Предоставленный отрывок:
━━━━━━━━━━━━━━━━━━━━

У них были землянки, они наполовину в земле выкопаны, а наверху только окна и крыша, надо спуститься вниз и там они жили. И такие же бараки были по переулку Алейскому – от военкомата, где он сейчас находится, и до Алейского это был пустырь, и когда в тридцать восьмом году моего деда забрали - по линии НКВД называлось - он там был первое время, получается, это был концентрационный лагерь. Моя тетка рассказывала, что когда его арестовали, то он тут обитался, а там ничего не было – чистое поле и их набрали со всех окружающих районов. Они принесли ему чесанки – валенки мягкие такие, выше колена, но такие мягкие, что гнутся – и вот он на этой земле жил. А потом летом я обнаружил, что там вот эти бараки. Охрану я не видел, они свободно ходили, может где-то она и была, но я не обращал внимания. Некоторые ругались на этих пленных, а некоторые жалели. Русский народ он отходчивый.
Как узнавали вести с фронта
На нашей улице радио не было. Мы слушали радио, которое было укреплено около военкомата, такие трубы, как в кино показывают, оттуда слышно. Мы слушали, но мы не интересовались. Мы, ребятишки, жили своей жизнью, оно нам было не интересно.
Как узнали о Победе
В день победы, помню, соседка – у них радио было, а у нас радио не было – бегает по улице и во все окна стучит и говорит: «Победа! Мы победили!», а сама плачет, заливается.
В сорок пятом мы уже заканчивали школу на своем месте. Помню в седьмом классе экзаменов было много, не то, что сейчас.

━━━━━━━━━━━━━━━━━━━━

Извлечённые строки:
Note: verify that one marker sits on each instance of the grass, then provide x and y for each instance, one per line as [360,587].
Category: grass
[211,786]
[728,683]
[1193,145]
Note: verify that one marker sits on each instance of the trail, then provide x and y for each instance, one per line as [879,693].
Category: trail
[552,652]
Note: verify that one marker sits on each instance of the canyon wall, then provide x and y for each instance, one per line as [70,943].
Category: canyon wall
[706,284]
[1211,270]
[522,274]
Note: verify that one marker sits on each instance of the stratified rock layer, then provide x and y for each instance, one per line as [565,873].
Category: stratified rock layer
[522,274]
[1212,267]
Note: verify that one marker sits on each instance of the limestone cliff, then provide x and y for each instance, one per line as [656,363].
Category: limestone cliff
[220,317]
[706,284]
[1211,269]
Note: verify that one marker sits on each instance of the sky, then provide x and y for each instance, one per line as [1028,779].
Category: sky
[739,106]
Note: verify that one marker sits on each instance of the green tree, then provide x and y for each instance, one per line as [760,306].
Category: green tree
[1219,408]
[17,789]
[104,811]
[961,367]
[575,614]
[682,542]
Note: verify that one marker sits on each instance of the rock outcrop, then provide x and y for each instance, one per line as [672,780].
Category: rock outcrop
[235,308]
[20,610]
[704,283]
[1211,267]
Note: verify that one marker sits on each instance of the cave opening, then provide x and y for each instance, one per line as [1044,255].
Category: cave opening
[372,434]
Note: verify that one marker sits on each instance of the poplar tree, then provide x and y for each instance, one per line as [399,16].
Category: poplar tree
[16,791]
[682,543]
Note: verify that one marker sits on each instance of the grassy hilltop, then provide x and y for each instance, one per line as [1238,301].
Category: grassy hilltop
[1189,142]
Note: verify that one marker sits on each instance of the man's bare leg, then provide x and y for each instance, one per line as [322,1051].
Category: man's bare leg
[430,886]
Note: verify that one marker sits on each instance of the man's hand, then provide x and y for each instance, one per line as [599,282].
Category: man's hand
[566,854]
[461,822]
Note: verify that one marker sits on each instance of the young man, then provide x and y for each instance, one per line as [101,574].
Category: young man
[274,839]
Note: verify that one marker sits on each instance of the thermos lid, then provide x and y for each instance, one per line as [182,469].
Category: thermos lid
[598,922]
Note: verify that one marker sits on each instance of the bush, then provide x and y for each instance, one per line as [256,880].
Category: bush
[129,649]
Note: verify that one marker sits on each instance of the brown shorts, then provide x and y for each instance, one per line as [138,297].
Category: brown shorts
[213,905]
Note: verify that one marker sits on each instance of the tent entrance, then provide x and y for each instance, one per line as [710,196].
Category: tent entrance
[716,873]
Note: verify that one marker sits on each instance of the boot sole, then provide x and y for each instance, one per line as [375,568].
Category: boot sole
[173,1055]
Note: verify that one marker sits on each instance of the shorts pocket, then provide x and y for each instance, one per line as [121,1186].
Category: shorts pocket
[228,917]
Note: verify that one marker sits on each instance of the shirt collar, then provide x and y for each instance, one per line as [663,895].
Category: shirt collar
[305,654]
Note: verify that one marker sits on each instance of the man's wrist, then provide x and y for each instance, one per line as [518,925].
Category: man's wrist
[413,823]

━━━━━━━━━━━━━━━━━━━━

Цель задания: Пожалуйста, выведите из отрывка без изменений участок от слов «Как узнавали вести» до слов «было не интересно.» включительно.

Решение задания:
Как узнавали вести с фронта
На нашей улице радио не было. Мы слушали радио, которое было укреплено около военкомата, такие трубы, как в кино показывают, оттуда слышно. Мы слушали, но мы не интересовались. Мы, ребятишки, жили своей жизнью, оно нам было не интересно.